= Do this =
Rewrite the listing from its start through the line containing "[547,225,640,262]", substituting "cream painted wall" for "beige painted wall" and keeping every other part identical.

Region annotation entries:
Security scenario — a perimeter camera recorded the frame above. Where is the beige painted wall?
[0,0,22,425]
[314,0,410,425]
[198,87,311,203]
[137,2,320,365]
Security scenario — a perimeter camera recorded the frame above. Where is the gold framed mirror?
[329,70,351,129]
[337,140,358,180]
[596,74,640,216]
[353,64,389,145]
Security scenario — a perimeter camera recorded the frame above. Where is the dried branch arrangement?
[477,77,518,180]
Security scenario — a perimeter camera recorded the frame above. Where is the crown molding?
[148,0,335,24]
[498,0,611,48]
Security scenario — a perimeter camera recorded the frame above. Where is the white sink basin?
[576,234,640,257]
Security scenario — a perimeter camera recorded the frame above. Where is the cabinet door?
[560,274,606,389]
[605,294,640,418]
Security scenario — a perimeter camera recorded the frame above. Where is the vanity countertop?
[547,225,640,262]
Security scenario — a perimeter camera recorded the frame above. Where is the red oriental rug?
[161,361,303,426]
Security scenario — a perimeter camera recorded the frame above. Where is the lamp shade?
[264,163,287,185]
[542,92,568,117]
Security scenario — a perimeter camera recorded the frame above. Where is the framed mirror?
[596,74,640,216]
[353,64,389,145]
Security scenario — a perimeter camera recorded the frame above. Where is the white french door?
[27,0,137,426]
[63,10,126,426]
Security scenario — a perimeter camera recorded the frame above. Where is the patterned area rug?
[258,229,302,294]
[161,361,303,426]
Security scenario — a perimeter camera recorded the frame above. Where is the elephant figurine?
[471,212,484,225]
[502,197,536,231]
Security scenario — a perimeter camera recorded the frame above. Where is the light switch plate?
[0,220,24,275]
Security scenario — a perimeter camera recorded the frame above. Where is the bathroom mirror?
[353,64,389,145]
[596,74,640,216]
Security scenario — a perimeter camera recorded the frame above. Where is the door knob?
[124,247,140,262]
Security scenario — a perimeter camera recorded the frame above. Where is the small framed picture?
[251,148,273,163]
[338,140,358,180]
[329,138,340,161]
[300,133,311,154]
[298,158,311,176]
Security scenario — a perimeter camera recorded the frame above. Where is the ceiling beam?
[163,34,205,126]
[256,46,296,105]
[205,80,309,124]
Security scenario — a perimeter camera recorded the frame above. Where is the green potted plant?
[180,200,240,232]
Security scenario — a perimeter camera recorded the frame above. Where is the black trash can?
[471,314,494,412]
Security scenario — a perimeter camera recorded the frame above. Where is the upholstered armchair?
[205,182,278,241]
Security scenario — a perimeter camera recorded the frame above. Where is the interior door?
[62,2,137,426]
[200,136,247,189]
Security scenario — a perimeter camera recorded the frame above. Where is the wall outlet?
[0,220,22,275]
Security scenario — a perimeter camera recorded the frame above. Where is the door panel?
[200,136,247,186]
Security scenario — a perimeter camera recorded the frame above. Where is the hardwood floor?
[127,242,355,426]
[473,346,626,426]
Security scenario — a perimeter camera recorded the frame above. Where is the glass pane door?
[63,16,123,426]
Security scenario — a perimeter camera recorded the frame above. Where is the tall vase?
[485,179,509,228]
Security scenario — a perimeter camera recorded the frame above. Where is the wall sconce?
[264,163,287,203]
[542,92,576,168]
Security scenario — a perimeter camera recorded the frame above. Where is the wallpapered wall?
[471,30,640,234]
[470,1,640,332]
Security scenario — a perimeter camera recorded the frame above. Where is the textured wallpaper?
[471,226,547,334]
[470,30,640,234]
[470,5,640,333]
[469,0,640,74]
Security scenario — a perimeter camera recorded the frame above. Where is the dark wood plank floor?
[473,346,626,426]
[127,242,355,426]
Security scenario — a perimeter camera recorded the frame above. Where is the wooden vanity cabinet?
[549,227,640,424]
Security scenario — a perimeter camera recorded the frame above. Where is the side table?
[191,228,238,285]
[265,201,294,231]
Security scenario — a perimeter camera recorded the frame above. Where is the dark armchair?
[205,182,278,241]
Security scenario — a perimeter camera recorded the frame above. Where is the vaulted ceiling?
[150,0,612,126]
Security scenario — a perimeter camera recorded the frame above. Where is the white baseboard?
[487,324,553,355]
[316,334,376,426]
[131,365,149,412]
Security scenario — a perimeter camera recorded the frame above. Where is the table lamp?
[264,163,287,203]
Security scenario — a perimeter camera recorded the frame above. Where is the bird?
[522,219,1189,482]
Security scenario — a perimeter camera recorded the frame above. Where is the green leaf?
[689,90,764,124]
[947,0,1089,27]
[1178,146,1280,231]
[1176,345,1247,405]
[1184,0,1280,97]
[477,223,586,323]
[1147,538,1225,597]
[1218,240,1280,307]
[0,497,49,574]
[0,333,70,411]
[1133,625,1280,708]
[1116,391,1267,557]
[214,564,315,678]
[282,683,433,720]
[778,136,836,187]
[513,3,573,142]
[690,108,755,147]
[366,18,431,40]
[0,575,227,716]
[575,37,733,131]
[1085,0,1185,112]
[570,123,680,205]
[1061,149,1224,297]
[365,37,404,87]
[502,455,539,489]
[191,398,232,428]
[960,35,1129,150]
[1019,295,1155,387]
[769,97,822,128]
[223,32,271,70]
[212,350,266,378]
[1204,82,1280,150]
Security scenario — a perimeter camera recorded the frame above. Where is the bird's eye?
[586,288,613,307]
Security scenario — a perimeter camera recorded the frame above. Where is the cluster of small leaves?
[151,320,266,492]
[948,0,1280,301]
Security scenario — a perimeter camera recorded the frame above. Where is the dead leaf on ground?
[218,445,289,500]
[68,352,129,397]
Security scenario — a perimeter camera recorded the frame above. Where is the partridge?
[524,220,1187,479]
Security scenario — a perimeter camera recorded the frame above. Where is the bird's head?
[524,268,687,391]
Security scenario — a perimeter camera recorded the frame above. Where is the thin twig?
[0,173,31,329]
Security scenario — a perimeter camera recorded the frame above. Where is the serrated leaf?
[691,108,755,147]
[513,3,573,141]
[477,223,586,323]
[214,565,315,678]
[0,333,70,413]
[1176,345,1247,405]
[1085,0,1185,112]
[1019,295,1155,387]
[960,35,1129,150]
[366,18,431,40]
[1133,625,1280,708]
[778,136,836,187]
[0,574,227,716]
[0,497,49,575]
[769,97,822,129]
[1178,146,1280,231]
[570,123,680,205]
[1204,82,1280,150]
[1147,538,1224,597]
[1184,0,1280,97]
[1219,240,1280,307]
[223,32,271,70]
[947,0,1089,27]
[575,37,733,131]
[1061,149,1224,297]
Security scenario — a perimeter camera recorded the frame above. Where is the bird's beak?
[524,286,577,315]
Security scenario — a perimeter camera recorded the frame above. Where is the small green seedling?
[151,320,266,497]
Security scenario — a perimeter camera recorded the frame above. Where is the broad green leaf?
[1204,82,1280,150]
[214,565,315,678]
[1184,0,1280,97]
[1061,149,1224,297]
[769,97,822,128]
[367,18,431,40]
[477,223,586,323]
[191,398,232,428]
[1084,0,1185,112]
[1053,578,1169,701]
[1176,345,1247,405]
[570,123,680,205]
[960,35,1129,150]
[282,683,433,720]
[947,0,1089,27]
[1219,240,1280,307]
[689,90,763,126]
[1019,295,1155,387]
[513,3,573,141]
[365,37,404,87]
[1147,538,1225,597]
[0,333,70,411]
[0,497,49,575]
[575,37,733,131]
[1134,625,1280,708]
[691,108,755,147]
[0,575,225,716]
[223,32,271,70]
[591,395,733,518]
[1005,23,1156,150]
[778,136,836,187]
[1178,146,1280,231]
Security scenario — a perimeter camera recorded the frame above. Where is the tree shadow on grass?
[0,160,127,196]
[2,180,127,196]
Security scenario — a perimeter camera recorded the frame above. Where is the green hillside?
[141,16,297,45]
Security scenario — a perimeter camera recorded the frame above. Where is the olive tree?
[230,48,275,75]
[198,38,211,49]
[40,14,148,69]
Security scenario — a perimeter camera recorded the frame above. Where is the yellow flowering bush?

= Solution to the exercise =
Security scenario — a perimeter camera recorded the frame above. Where is the cream painted wall?
[0,0,22,425]
[314,0,410,425]
[198,87,311,203]
[137,2,320,365]
Security scenario — a perimeter camera recorded the frame above. Where is the gold framed mirror?
[329,70,351,129]
[337,140,358,180]
[596,74,640,216]
[353,64,389,145]
Security scenario — a perimeter camera recorded the frame above. Where is the dried branch arrangement?
[477,77,518,180]
Security scenario — a perimeter camera recorded the frame above. Where is the crown molding?
[148,0,335,24]
[498,0,611,48]
Security scenario — a perimeter camera recorded the frame above. Where is the white sink basin?
[576,234,640,257]
Security scenario — a perimeter camera recorded the frame above. Where is the cabinet door?
[560,274,606,389]
[605,294,640,418]
Security scenario — a perimeter camera recorded the frame above. Where is the vanity countertop?
[547,225,640,262]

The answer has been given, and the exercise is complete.